-- begin Exercise inputs --

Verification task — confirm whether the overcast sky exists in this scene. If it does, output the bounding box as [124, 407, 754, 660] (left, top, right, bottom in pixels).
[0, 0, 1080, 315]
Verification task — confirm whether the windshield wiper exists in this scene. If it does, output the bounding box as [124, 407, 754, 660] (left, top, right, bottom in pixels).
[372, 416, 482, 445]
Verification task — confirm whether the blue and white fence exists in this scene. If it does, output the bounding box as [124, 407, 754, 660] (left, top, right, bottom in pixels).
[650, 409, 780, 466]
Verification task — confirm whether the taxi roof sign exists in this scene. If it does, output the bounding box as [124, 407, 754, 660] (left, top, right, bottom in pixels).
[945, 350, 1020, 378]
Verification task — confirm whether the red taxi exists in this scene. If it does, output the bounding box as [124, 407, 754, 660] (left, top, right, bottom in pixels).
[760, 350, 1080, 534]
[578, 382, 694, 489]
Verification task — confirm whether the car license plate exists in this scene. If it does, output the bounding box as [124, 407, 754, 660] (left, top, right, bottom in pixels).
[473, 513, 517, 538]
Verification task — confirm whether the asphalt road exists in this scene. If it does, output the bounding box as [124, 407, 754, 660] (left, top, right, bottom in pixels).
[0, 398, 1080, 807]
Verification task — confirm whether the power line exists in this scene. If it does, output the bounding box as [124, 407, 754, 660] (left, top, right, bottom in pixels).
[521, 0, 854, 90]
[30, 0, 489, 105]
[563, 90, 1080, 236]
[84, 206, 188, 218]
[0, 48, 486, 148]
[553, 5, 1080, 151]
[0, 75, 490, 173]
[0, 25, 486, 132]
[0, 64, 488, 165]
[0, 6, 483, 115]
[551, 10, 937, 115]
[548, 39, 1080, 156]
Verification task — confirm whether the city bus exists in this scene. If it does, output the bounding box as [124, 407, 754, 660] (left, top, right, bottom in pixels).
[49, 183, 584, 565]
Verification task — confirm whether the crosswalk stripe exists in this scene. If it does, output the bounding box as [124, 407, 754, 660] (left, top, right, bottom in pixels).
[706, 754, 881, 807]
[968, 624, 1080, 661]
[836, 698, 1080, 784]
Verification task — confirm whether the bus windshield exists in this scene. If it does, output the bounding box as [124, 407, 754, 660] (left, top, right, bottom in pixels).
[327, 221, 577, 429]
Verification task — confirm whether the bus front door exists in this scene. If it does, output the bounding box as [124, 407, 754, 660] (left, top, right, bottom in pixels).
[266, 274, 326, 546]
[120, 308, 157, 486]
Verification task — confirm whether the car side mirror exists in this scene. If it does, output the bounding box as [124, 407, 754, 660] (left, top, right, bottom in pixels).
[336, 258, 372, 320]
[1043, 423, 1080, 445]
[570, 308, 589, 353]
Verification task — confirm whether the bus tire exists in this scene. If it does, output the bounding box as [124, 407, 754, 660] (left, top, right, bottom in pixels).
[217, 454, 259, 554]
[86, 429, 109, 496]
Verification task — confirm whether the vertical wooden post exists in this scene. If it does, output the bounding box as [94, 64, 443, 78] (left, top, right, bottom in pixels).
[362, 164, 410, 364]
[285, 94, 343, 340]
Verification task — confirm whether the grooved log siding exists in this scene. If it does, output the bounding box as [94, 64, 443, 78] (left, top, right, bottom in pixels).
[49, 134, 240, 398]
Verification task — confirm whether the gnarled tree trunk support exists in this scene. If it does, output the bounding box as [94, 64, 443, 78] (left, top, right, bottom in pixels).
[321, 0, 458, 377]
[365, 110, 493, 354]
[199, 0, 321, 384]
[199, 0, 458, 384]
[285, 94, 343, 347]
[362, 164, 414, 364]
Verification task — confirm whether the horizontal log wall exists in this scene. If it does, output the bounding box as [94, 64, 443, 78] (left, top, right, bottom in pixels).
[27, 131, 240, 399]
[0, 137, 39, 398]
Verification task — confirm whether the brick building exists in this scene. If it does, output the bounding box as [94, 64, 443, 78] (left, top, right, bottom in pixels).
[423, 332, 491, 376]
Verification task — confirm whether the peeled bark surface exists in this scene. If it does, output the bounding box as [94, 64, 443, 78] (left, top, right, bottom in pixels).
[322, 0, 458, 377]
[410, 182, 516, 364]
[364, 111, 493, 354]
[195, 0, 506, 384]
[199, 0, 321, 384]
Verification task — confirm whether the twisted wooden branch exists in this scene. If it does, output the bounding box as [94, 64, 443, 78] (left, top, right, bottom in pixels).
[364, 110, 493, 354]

-- end Exercise inputs --
-- begin Exercise inputs --

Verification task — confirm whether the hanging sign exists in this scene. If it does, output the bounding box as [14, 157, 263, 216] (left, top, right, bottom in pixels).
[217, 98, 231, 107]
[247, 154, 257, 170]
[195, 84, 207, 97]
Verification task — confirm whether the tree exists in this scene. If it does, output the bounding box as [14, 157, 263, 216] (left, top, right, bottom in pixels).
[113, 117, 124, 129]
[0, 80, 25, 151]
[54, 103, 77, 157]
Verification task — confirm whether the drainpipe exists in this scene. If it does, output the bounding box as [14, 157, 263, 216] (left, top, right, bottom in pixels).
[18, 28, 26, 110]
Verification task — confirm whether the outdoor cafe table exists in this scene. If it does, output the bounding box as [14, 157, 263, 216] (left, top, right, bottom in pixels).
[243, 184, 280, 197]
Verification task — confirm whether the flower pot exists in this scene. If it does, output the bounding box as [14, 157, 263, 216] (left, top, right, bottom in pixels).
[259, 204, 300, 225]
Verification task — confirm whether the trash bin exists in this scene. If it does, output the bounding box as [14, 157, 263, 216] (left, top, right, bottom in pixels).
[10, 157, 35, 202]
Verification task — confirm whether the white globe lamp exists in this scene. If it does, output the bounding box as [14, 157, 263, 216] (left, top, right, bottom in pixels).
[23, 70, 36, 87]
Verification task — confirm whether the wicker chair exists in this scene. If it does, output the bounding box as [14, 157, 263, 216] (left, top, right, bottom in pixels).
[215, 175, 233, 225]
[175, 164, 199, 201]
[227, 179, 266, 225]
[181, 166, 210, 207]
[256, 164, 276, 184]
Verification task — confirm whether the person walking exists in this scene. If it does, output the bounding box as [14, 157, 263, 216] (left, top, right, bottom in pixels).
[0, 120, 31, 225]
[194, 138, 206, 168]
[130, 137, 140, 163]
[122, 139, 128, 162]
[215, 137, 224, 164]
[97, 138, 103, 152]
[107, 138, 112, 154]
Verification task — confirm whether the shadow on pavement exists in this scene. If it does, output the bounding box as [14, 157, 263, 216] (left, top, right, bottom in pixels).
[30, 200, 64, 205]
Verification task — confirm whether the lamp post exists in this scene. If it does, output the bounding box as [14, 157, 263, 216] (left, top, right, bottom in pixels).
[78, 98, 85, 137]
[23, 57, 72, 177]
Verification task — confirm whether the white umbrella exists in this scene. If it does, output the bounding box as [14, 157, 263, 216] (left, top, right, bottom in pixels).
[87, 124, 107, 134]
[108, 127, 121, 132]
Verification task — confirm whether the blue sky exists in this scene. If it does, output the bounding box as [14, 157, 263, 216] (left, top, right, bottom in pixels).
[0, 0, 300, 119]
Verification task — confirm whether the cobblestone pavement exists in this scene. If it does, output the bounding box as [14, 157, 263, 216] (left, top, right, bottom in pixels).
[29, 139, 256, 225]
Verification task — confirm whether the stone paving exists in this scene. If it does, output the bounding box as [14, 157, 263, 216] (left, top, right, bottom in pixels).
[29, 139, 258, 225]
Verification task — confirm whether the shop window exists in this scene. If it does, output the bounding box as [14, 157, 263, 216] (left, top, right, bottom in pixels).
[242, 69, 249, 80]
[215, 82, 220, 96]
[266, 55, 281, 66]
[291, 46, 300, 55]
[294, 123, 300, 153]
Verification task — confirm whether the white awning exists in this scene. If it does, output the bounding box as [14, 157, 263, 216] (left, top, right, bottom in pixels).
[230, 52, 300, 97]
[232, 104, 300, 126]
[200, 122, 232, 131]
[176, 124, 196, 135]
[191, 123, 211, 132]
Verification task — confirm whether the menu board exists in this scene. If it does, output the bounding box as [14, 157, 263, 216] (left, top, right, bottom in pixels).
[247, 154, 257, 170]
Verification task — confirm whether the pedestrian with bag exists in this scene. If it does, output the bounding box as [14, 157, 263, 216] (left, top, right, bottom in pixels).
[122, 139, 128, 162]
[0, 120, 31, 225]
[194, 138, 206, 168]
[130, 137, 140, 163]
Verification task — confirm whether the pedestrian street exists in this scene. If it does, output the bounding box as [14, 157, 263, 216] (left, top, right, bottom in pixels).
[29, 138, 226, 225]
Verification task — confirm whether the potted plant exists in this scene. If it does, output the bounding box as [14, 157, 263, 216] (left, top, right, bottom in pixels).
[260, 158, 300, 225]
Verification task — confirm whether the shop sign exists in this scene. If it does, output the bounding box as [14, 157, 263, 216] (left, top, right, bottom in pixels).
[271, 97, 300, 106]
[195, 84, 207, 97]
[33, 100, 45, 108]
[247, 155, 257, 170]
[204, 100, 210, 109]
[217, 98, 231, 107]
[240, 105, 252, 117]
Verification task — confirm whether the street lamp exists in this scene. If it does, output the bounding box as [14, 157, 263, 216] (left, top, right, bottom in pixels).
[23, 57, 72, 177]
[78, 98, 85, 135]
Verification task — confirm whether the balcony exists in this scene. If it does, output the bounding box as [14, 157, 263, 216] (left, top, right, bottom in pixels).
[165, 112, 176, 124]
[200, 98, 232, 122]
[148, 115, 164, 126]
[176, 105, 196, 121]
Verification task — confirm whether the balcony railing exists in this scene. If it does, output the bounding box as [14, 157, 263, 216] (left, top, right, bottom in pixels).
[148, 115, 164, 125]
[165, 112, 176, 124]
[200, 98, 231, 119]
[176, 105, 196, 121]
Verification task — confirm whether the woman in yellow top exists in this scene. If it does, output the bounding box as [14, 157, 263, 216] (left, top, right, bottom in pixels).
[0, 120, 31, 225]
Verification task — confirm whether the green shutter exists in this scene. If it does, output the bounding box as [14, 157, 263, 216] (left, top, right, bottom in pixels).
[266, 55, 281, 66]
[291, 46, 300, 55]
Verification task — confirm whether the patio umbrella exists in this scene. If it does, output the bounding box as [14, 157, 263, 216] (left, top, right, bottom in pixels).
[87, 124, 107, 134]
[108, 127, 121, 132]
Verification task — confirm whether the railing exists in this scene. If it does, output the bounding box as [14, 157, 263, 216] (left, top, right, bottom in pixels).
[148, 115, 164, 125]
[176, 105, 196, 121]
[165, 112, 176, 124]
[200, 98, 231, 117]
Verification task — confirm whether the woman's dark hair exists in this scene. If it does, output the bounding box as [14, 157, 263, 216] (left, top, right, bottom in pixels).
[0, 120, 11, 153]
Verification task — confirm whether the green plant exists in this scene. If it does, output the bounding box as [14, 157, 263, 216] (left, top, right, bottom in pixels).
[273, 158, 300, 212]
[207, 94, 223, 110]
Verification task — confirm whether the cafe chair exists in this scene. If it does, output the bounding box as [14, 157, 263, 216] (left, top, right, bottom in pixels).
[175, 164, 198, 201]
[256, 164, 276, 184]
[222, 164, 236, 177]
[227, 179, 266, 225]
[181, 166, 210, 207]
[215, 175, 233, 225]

-- end Exercise inputs --

Task — Replace "scene" with "image" in the records from the line with "Verification task — confirm whether the drainpipe" to the line with "[243, 184, 280, 197]", and write out only those lines with nothing else changed.

In response —
Verification task — confirm whether the drainpipe exists in this image. If it does, output the bounding box as [14, 157, 263, 216] (left, top, right, bottom in pixels).
[18, 28, 26, 110]
Verification task — confirm whether the outdoor cafe table exists in this image. If it does, output the bounding box as [14, 157, 263, 216] (left, top, right, bottom in pixels).
[243, 184, 280, 197]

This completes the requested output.